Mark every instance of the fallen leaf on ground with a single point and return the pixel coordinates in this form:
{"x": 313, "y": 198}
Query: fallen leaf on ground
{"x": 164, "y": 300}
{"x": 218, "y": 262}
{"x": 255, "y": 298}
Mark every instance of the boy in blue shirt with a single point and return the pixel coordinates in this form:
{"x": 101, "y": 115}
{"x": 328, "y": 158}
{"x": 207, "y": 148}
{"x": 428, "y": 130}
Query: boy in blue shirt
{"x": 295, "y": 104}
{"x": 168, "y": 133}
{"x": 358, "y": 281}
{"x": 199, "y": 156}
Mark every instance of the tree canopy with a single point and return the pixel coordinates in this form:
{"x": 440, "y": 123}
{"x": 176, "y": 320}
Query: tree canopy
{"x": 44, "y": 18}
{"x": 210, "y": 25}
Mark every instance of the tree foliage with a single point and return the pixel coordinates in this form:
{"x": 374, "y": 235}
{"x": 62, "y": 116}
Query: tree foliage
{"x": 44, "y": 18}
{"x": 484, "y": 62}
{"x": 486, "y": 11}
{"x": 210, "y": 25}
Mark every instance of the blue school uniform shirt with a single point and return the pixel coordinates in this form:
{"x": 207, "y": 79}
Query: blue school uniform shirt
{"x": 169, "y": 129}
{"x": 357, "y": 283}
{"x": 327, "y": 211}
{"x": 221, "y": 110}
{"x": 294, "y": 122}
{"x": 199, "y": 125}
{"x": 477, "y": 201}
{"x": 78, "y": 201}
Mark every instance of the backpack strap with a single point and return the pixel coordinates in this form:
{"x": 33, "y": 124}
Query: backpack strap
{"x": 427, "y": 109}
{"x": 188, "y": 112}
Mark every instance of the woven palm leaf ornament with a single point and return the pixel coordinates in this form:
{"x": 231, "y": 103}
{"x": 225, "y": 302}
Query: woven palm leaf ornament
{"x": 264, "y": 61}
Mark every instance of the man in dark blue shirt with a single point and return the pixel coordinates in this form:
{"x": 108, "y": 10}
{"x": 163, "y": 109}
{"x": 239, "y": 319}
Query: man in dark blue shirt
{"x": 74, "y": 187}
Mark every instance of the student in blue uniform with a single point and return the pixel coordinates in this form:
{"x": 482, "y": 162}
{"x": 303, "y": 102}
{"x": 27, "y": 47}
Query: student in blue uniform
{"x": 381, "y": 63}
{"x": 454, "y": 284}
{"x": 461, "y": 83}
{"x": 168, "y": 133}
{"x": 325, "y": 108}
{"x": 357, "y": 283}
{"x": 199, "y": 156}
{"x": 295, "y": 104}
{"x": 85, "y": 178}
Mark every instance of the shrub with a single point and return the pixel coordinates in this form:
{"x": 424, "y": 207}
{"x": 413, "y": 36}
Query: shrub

━━━━━━━━━━━━━━━━━━━━━━━━━━━━━━

## WHAT THE TASK ASKS
Could you write out all of the records above word for word, with nothing left out or changed?

## ANSWER TO THE PROBLEM
Mark every instance of the fallen leaf on ground with a single point and return the pixel coordinates in this form:
{"x": 313, "y": 198}
Query: fallen leaf on ground
{"x": 164, "y": 300}
{"x": 218, "y": 262}
{"x": 255, "y": 298}
Mark every instance of the boy in blue shirt with a single point and return the pixel coordinates in this form:
{"x": 101, "y": 115}
{"x": 328, "y": 158}
{"x": 207, "y": 148}
{"x": 428, "y": 130}
Query: boy in blue shirt
{"x": 295, "y": 104}
{"x": 168, "y": 133}
{"x": 358, "y": 281}
{"x": 199, "y": 156}
Mark every instance of the tree canopy with a single point and return the pixel coordinates in this form:
{"x": 440, "y": 123}
{"x": 176, "y": 320}
Query: tree canopy
{"x": 44, "y": 18}
{"x": 210, "y": 25}
Mark every instance of the tree foliage with a single point and return the pixel coordinates in this form:
{"x": 374, "y": 235}
{"x": 62, "y": 116}
Query: tree foliage
{"x": 44, "y": 18}
{"x": 484, "y": 62}
{"x": 486, "y": 11}
{"x": 210, "y": 25}
Mark every instance of the blue school uniform shirt with a single point and return the pixel coordinates in this form:
{"x": 207, "y": 79}
Query: blue school uniform shirt
{"x": 169, "y": 129}
{"x": 357, "y": 283}
{"x": 327, "y": 211}
{"x": 221, "y": 110}
{"x": 294, "y": 122}
{"x": 199, "y": 125}
{"x": 477, "y": 201}
{"x": 78, "y": 201}
Mark every instance of the backpack strap with a single point and return the pixel coordinates in this form:
{"x": 33, "y": 124}
Query: backpack strap
{"x": 427, "y": 109}
{"x": 188, "y": 112}
Mark every instance of the woven palm leaf ornament with a single point and return the pixel coordinates in this form:
{"x": 231, "y": 103}
{"x": 225, "y": 302}
Query: woven palm leaf ornament
{"x": 264, "y": 61}
Mark every instance of the man in dark blue shirt with a single point and return the pixel coordinates in this form:
{"x": 108, "y": 10}
{"x": 163, "y": 109}
{"x": 239, "y": 319}
Query: man in dark blue shirt
{"x": 74, "y": 187}
Mark every instance of the student in blue uniform with a single point and return the pixel coordinates in this form:
{"x": 482, "y": 162}
{"x": 303, "y": 102}
{"x": 27, "y": 47}
Query: student in blue uniform
{"x": 381, "y": 63}
{"x": 454, "y": 284}
{"x": 461, "y": 83}
{"x": 168, "y": 133}
{"x": 325, "y": 108}
{"x": 357, "y": 283}
{"x": 199, "y": 156}
{"x": 295, "y": 104}
{"x": 85, "y": 178}
Mark every instance of the shrub with a single point and return the pixel coordinates in this form:
{"x": 424, "y": 207}
{"x": 413, "y": 36}
Query: shrub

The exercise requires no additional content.